>> BEGIN Selected text

This document introduces data scientists and other industry professionals to best practices for offer personalization using classifiers. In addition to providing general advice, this document follows the use case from the Cortana Intelligence Solution How-To Guide on Personalized Offers as an illustrative example. A diagram of the Personalized Offers in Retail solution architecture is shown below for reference:

Personalized Offers in Retail Solution Architecture

Background on Example Retailer: Contoso Mart

Contoso Mart is a fictitious online retailer with a selection of 25 products. The Contoso Mart website currently embeds one random offer -- an advertisement for a sale, a discount, or a specific product -- in each webpage on loading. Contoso Mart hopes to improve the offer clickthrough rate by displaying the offer deemed most appealing for each user based on the user's recent and longterm browsing history. Since the product selection is relatively static and small, Contoso Mart's records on user interactions with each offer are dense and well-suited for training a classifier model. Each stage of Contoso Mart's personalized offer development experience using the Personalized Offers solution will be highlighted in the appropriate section of this document.

Outline

Data Acquisition

The first stage in implementation of a classifier for personalized offer recommendations is the collection of data that will be used to train the model. In particular, personalization requires collection of user-specific information such as interests, demographics, and behaviors. The data collected must be sufficient to construct labels (i.e. the value that the classifier will predict) as well as informative features that can be used to predict the labels.

User Behaviors

Offer Clickthroughs

User responses to presented offers -- i.e., whether each offer was clicked or ignored -- constitute the most direct form of evidence for a user's interest or disinterest in an offer. In the most common data collection scheme, a retailer records each offer displayed to a user and each time an offer is clicked: these records can be compared later, using timestamps or unique URIs, to determine which offers were ignored. For simplicity, some retailers choose to record only clickthrough events. The number of offers and clickthroughs will likely vary between users; data summarization (e.g. counting all clickthroughs or fraction of offer displays resulting in clickthrough) can be used to create appropriate features.

Note that offer clickthrough data can only be collected after offer display on the retailer's website begins. A retailer can begin collecting data before an ML solution is implemented by displaying offers randomly or in a targeted fashion. If the distribution of offers displayed to each user is non-random, downsampling (or upsampling) may be used to balance the dataset.

Page Views

A user's browsing history may shed light on longterm preferences and current purchase intentions. Each visit to a given page adds evidence of a user's interest in the page's contents, which may correspond to interest in a related offer. A rolling tally of a user's views for each page can be maintained over any time frame of interest, with current values recorded at the time a clickthrough event is logged. Alternatively, each page view can be recorded directly in a log entry containing a timestamp and identifiers for the user and page, and rolling counts can be constructed from these logs.

Purchases, Product Reviews, and Wishlists

Interest in some types of offers -- in particular, product recommendations -- correlates with user interest in specific products. Records of users' purchases, reviews, and "wishlist" contents can be used to predict their interest in a product. Raw data of this type is likely to be sparse: for example, the probability that a user will purchase/review/etc. any given product is low. However, dense features appropriate for training classifier models can be constructed by summing across all products in defined categories.

>> END Selected text
>> BEGIN Data for this task

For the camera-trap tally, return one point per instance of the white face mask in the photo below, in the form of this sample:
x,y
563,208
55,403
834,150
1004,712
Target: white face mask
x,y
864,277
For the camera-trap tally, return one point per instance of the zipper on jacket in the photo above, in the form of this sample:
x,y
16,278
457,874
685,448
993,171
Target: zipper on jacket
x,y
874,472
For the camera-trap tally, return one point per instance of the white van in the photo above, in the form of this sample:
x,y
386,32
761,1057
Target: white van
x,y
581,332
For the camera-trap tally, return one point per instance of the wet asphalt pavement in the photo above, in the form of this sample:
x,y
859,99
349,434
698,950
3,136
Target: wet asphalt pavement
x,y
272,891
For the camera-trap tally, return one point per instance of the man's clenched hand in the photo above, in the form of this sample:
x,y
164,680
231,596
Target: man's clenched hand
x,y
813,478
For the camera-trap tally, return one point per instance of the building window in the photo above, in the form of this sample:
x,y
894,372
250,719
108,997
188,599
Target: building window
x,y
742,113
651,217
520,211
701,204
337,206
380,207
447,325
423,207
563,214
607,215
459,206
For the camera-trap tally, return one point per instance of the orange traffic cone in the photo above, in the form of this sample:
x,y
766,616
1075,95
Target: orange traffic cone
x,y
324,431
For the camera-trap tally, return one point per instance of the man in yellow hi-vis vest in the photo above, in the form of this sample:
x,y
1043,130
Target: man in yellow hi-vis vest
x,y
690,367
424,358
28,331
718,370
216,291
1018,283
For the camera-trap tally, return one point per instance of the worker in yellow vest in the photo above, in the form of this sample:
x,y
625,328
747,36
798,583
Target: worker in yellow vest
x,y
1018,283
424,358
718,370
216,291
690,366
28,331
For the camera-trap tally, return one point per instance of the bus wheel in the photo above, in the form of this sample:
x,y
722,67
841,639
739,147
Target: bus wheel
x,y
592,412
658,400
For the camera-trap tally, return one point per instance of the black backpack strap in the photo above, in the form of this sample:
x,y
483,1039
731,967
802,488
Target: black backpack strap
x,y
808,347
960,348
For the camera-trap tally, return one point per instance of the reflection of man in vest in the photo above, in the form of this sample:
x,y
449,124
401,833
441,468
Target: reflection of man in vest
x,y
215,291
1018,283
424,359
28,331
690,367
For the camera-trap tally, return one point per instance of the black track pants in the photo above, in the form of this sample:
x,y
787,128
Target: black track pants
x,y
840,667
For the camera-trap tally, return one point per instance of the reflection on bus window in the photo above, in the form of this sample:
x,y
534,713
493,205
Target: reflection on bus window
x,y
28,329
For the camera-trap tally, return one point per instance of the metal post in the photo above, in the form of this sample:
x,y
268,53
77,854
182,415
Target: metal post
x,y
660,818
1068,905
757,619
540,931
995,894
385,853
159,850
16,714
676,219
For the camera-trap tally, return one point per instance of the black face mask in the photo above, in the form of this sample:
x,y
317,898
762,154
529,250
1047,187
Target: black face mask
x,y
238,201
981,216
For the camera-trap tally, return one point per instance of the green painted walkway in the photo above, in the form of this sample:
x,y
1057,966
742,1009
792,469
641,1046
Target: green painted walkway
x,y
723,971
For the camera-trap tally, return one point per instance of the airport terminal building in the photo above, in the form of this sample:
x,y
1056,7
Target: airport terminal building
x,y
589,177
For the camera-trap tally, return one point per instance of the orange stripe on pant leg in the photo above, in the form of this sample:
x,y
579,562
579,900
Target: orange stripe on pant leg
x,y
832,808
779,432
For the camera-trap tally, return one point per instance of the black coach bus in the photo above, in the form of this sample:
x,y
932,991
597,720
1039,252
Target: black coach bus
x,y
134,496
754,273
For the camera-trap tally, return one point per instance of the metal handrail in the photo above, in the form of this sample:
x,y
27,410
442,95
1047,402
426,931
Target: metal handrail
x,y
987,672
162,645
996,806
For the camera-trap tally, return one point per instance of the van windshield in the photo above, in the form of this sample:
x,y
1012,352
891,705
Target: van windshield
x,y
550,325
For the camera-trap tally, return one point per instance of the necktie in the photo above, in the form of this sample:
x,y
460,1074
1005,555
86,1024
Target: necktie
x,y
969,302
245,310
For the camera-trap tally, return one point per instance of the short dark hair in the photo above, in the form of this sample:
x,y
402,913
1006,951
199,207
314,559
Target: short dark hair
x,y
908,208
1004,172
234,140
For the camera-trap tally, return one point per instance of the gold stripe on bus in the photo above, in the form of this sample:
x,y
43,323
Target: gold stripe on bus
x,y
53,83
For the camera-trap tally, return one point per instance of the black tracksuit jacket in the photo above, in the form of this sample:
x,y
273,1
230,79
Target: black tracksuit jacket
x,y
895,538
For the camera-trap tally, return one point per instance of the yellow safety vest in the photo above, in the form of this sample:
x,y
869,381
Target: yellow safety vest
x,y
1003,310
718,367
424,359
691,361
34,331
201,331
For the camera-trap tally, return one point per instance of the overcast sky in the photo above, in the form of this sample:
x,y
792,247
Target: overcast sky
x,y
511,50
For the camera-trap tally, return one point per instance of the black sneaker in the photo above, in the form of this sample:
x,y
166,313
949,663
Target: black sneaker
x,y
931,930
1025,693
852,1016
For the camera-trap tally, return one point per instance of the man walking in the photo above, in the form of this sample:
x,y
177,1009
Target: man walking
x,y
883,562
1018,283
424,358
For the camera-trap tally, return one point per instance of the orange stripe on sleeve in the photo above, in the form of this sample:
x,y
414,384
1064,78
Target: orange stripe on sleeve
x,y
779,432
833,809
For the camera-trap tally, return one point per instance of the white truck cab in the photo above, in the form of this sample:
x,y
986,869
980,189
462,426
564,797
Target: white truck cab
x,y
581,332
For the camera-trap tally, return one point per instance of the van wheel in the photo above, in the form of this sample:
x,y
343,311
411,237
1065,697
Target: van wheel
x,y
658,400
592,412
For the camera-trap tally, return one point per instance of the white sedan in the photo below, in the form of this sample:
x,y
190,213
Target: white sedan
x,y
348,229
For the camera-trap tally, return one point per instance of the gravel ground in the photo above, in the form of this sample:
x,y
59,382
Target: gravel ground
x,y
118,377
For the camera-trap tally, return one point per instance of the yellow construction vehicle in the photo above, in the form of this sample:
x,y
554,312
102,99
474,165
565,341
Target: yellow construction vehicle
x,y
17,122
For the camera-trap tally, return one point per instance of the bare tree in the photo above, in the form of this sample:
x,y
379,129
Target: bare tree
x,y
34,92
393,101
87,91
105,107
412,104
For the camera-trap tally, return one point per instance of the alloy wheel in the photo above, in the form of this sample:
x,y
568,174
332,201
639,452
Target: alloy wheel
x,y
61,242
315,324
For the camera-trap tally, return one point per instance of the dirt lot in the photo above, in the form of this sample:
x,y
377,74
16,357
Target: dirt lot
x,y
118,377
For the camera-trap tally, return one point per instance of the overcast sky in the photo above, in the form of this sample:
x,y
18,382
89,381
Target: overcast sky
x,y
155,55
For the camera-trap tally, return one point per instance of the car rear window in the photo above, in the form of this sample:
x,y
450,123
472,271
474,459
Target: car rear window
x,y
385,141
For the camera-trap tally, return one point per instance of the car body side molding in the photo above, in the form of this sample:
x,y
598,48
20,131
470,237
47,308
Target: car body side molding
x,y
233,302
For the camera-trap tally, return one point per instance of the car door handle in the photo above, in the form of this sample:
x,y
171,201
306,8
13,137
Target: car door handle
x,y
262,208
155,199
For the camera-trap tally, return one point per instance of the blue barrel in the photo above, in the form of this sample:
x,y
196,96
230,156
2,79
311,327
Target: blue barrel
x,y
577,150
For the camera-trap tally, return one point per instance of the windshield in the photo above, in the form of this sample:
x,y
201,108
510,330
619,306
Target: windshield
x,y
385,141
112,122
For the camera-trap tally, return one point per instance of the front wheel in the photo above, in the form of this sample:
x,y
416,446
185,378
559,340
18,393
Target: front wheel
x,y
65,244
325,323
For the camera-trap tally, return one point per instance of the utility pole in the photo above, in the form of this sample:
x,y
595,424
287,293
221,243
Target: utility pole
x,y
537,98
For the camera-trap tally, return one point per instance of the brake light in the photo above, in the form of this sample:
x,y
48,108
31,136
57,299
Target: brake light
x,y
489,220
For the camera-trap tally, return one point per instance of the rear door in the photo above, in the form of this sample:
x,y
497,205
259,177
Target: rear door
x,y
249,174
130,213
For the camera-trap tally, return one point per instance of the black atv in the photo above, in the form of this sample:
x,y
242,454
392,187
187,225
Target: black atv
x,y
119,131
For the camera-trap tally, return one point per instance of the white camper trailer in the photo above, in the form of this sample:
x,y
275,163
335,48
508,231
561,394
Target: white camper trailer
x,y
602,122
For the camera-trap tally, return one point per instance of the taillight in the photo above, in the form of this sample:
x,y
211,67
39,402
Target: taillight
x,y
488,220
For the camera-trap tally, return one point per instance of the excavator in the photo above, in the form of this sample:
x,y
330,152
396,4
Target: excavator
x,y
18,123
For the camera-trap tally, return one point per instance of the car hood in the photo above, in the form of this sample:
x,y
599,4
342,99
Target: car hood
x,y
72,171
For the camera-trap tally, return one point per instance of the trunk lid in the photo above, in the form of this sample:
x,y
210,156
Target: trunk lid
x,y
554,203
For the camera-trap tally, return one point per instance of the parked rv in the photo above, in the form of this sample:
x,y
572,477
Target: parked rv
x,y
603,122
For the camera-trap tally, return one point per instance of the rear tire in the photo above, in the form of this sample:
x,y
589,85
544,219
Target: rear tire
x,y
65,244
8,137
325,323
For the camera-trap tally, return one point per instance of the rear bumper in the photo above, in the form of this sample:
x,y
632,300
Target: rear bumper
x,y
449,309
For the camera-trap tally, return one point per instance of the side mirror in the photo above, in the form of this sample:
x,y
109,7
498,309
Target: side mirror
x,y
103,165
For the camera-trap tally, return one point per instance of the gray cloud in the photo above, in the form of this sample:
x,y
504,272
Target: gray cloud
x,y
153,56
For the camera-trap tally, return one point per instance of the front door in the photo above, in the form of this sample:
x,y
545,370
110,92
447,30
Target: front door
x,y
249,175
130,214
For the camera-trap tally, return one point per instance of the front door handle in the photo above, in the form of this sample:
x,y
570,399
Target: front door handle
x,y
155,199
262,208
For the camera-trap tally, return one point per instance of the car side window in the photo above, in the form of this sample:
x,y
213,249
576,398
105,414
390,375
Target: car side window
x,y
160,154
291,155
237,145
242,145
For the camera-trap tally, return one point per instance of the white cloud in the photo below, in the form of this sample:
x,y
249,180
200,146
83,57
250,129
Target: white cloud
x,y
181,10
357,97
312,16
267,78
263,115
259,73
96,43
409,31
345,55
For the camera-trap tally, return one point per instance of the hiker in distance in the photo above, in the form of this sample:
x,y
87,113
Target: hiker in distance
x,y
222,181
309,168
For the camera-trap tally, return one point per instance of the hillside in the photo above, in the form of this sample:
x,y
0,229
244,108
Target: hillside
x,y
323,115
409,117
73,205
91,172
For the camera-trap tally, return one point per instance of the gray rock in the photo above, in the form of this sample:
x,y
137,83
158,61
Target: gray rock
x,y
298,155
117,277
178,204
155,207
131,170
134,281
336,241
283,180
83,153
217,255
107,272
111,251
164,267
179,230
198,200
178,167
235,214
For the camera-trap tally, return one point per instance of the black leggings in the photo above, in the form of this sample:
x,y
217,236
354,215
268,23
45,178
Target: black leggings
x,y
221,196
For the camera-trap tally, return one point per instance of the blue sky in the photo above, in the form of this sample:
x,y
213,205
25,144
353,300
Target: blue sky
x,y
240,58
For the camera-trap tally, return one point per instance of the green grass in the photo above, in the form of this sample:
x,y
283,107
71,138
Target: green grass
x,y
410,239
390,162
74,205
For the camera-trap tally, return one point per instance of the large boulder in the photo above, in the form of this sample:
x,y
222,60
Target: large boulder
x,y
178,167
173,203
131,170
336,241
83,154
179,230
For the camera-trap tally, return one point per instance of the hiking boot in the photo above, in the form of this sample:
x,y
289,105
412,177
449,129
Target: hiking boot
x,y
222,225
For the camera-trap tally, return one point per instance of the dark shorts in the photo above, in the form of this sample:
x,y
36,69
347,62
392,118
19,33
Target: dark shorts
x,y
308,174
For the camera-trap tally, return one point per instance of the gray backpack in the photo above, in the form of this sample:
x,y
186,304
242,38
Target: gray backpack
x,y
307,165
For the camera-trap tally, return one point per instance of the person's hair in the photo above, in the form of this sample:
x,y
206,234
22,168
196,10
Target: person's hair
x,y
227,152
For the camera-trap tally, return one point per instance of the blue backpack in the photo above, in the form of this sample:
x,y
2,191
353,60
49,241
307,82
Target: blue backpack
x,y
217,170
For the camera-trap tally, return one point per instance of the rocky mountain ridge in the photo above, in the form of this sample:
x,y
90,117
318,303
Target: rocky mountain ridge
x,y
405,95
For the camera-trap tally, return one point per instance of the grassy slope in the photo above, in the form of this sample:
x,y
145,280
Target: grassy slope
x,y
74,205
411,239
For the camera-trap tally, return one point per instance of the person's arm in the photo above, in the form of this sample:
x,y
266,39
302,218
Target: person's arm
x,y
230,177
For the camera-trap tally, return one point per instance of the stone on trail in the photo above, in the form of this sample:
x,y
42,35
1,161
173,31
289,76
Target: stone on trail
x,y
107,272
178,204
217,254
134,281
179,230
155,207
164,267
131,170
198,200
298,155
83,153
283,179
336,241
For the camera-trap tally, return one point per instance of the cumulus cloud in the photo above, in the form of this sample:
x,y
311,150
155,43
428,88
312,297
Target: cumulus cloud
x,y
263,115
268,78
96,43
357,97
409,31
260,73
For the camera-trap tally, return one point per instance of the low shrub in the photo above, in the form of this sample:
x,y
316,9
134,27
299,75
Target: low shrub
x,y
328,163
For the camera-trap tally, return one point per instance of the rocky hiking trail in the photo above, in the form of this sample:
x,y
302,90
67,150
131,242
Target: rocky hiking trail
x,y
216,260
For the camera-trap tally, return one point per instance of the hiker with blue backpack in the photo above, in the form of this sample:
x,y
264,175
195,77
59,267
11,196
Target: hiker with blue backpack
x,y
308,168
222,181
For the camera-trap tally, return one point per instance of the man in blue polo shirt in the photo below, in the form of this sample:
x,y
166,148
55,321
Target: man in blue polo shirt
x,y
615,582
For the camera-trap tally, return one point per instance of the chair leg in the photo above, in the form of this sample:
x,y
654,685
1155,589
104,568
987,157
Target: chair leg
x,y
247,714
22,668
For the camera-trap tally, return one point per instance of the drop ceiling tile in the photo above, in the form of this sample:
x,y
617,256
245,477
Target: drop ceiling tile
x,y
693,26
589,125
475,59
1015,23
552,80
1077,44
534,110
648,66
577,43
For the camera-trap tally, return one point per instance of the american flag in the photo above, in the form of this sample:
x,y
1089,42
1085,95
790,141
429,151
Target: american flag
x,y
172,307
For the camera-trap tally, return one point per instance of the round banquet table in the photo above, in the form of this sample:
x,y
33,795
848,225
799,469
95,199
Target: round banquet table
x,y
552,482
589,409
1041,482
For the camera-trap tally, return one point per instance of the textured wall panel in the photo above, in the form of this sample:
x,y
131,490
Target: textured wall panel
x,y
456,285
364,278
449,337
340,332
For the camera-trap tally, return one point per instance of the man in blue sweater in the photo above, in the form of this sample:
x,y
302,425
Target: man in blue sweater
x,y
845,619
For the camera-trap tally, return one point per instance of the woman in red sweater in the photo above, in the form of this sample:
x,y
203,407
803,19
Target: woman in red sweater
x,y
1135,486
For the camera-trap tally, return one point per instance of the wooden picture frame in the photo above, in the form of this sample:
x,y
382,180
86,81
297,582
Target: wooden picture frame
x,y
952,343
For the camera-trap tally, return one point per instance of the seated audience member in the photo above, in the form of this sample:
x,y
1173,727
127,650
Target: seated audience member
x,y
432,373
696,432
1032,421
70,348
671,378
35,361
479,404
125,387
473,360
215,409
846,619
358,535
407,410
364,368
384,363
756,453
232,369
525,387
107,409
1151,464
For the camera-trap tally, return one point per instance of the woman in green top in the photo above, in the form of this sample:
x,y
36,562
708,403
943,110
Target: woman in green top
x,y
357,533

>> END Data for this task

## Given instruction 1
Print everything in the offer personalization passage from "The first stage" down to "predict the labels.", without changing a word.
## Given instruction 2
Tally the lines in the rows that contain the string "sleeve", and give only the number.

## Right answer 1
The first stage in implementation of a classifier for personalized offer recommendations is the collection of data that will be used to train the model. In particular, personalization requires collection of user-specific information such as interests, demographics, and behaviors. The data collected must be sufficient to construct labels (i.e. the value that the classifier will predict) as well as informative features that can be used to predict the labels.

## Right answer 2
2